▶ **Available records**
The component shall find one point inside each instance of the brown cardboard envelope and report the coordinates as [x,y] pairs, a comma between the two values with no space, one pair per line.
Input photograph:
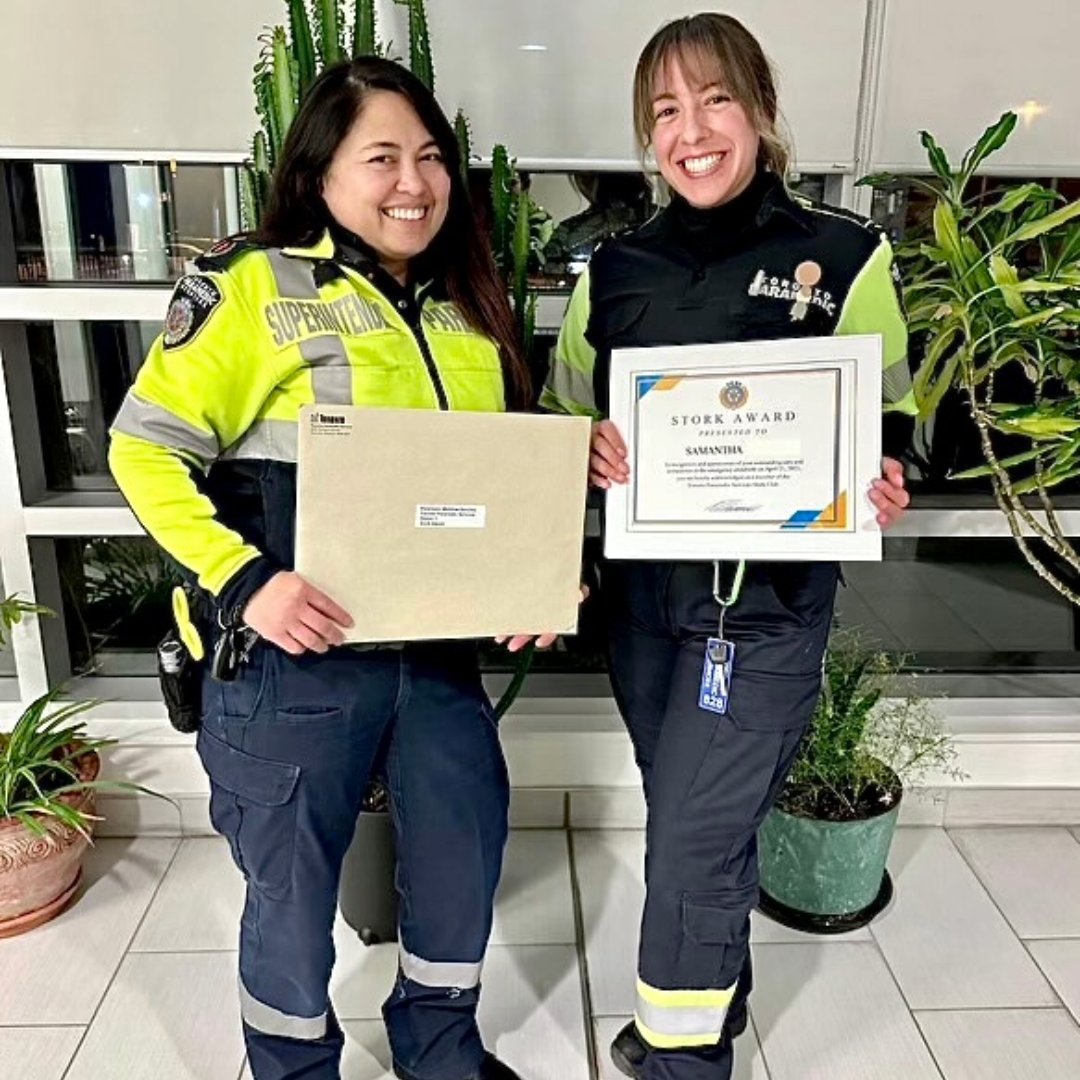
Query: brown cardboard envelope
[427,524]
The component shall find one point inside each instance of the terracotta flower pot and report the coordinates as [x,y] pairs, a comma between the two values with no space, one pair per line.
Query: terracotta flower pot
[39,875]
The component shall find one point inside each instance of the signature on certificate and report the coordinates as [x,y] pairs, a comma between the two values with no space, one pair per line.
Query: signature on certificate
[732,507]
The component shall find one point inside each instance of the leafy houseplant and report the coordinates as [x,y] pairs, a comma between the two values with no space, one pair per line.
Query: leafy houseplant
[993,295]
[49,777]
[824,845]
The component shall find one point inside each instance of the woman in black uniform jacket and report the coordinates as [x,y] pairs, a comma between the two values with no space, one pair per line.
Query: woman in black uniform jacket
[723,262]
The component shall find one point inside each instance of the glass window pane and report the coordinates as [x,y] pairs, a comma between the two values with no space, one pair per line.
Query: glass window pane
[112,221]
[79,373]
[961,605]
[115,598]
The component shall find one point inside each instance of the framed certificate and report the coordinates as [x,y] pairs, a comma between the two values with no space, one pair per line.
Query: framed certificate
[753,449]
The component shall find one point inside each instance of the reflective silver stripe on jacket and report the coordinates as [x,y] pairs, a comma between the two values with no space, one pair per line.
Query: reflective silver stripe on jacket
[331,372]
[158,426]
[271,1021]
[266,441]
[462,976]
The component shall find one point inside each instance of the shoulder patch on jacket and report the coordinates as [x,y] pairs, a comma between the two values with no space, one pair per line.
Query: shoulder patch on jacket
[194,299]
[226,252]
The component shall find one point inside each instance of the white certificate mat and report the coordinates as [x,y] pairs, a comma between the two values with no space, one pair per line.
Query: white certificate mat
[760,449]
[426,524]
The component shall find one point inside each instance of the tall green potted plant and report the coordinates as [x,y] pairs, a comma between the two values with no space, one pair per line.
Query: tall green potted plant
[991,286]
[823,848]
[49,777]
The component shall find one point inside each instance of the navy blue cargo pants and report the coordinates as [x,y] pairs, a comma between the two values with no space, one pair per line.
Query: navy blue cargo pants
[709,779]
[289,747]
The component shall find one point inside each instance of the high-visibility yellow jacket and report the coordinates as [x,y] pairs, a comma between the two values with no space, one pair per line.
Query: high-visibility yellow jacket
[204,445]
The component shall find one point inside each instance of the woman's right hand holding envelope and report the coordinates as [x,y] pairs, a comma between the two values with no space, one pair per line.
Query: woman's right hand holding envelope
[607,458]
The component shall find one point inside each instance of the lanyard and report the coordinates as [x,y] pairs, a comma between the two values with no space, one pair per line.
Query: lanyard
[732,596]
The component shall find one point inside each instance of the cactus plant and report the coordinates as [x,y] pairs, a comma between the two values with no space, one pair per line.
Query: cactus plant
[419,42]
[304,46]
[463,133]
[328,25]
[365,40]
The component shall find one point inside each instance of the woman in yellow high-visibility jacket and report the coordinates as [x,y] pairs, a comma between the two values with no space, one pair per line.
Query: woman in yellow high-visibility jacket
[367,284]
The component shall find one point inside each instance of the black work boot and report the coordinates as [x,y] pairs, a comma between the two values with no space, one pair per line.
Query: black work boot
[629,1049]
[490,1068]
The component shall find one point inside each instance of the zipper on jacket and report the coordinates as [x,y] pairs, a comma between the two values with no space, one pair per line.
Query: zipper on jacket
[415,324]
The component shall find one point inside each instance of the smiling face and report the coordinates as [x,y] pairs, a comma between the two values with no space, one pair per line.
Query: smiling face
[705,144]
[388,183]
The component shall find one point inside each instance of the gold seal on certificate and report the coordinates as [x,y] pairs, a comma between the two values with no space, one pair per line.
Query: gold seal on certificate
[760,449]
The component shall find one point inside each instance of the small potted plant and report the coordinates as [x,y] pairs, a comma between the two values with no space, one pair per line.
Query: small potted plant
[824,846]
[49,775]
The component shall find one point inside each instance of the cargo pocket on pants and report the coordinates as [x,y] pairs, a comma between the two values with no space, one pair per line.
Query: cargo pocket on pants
[720,920]
[769,701]
[253,806]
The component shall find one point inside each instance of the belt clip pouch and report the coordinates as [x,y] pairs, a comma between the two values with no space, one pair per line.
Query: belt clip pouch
[180,678]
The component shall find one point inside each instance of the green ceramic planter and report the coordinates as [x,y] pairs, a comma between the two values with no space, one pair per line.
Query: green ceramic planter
[825,876]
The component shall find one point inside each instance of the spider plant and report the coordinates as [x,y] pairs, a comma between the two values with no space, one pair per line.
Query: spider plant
[40,761]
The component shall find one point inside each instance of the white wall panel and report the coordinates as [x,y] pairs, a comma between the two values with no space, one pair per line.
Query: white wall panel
[572,100]
[130,75]
[953,67]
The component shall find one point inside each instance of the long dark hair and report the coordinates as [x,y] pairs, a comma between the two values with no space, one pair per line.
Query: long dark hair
[460,254]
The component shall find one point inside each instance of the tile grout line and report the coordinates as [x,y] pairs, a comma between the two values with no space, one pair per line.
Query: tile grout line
[989,1009]
[579,934]
[757,1038]
[1050,982]
[1015,932]
[876,945]
[124,955]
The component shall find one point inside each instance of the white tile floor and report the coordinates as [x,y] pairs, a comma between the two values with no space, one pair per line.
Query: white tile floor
[972,974]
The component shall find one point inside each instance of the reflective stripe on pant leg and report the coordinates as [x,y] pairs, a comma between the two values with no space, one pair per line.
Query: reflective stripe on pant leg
[671,1018]
[461,976]
[269,1021]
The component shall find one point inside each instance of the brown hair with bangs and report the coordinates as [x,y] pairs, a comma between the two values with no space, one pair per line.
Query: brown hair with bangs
[714,49]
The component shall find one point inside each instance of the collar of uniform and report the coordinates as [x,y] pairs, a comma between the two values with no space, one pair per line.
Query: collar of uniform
[323,248]
[778,200]
[709,231]
[349,250]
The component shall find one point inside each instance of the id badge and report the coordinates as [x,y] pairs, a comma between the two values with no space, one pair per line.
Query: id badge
[716,675]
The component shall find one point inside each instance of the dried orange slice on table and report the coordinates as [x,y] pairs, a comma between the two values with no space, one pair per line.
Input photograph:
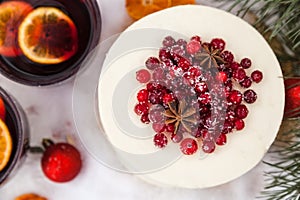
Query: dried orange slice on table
[48,36]
[12,14]
[140,8]
[5,145]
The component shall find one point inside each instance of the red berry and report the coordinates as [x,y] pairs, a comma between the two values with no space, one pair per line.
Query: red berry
[143,76]
[257,76]
[246,63]
[241,111]
[222,139]
[188,146]
[239,74]
[168,41]
[208,146]
[235,97]
[61,162]
[239,124]
[196,38]
[227,56]
[222,76]
[168,98]
[145,118]
[2,109]
[160,140]
[142,95]
[193,47]
[152,63]
[218,43]
[158,127]
[246,83]
[141,108]
[250,96]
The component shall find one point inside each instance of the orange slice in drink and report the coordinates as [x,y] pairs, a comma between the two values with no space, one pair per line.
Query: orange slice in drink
[48,36]
[12,14]
[30,196]
[140,8]
[5,145]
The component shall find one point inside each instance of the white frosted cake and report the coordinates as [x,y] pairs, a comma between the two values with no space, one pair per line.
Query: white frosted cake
[133,139]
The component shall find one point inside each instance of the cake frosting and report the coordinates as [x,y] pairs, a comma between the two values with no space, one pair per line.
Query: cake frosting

▶ **How to complete this task**
Print the entries as they stand, first line through the line holding "the reflective silver", with every picture removed.

▶ **Written solution**
The component shall find one point inside each instance of the brown cardboard envelope and report the coordinates as [x,y] pairs, a comma between the two values with no space, one pair per line.
Input photograph:
Query: brown cardboard envelope
[427,524]
The component shall find one point inside each instance of the terracotta flower pot and report the coordinates as [x,y] pairs, a comma between the two values with no space, one pair per line.
Query: terracotta flower pot
[39,875]
The component shall find one point inside each instance of the signature on certificate and report the coordinates as [x,y] pairs, a comma between the two values with no space, one pair per line.
Query: signature on certificate
[732,507]
The component shall find one point inside each instance of the leafy houseplant and report the coordinates as [x,y] pairs, a comma between the two values with no space, one pair per line.
Query: leafy houseplant
[993,295]
[49,777]
[824,845]
The component shall find one point inside each instance of the woman in black uniform jacket and report the coordinates as [x,y] pairs, a comma between the two values with no space, one pair per line.
Query: woman in black uniform jacket
[723,262]
The component shall find one point inside each instance of the glass window pane and report the coordinates as [x,y] pairs, a comma between the two values with no space, one pair per line.
Query: glass window pane
[112,221]
[79,373]
[961,605]
[115,598]
The component shall find one point inside each instance of the framed certificate and report the coordinates as [x,y] pairs, a comma between the two values with no space, one pair per line.
Query: framed certificate
[753,449]
The component shall find one point inside each instance of the reflective silver stripe on jacket and report the coordinates as [x,y] pairs, a comma between the two values with no space, one pair per line.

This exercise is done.